Excerpted passage:
+ + +
Tulane team releases guide to best local food and nutrition work

Diego Rose is a professor in the Tulane University School of Public Health and Tropical Medicine who specializes in socioeconomic determinants of nutrition, food and nutrition policy, food access, security and sustainability. (Photo by Paula Burch-Celentano)

Navigating the New Orleans food and nutrition scene just got easier. An interdisciplinary team at Tulane University recently developed the “Resource Guide to Innovative Work in Food & Nutrition in New Orleans.” This free guide was produced by Tulane Nutrition, part of the university’s School of Public Health & Tropical Medicine, with support from The Food Trust’s Center for Healthy Food Access and the Robert Wood Johnson Foundation. Tulane staff from the Tulane Prevention Research Center (PRC) also assisted in this effort.

“We strived to develop a comprehensive listing of innovative organizations doing food and nutrition system work in New Orleans,” said Diego Rose, Tulane nutrition professor. “Nothing like this guide currently exists.”

The team wants to support groups working throughout the food system — such as those growing, distributing and marketing food, as well as those educating about healthy choices — stay informed about what others are doing, all with the hope of building synergies through collaboration.

The guide can be found and downloaded for free on the Tulane nutrition website at sph.tulane.edu/nutrition.

The information in this guide was collected using an online survey fielded in the fall of 2017 and was designed to examine the landscape of social innovation in food and nutrition in New Orleans. A list of organizations doing such work was compiled from previous lists that had been developed by the Tulane team, Propeller, the New Orleans Food Policy Advisory Committee and Fit NOLA.

“We hope local residents and community-based organizations find this guide useful in some small way. We look forward to comments and feedback, not only for improving future iterations of this guide, but also, and more importantly, for improving the New Orleans food and nutrition system,” said Rose.
+ + +
What you will do:
1. From the article on the Tulane food and nutrition guide, return the passage starting at "Diego Rose is" and ending at "by Paula Burch-Celentano)", copied word for word.
2. According to the article on the Tulane food and nutrition guide, when was the online survey used to gather the guide's information fielded?
3. The article on the Tulane food and nutrition guide says the list of organizations was compiled from earlier lists. Name everyone who developed those earlier lists.
+ + +
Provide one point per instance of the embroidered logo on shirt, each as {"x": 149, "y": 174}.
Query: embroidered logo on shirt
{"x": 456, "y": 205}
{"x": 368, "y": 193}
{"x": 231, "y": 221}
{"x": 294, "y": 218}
+ + +
Answers by item:
1.
Diego Rose is a professor in the Tulane University School of Public Health and Tropical Medicine who specializes in socioeconomic determinants of nutrition, food and nutrition policy, food access, security and sustainability. (Photo by Paula Burch-Celentano)

2. In the fall of 2017.

3.
- The Tulane team
- Propeller
- The New Orleans Food Policy Advisory Committee
- Fit NOLA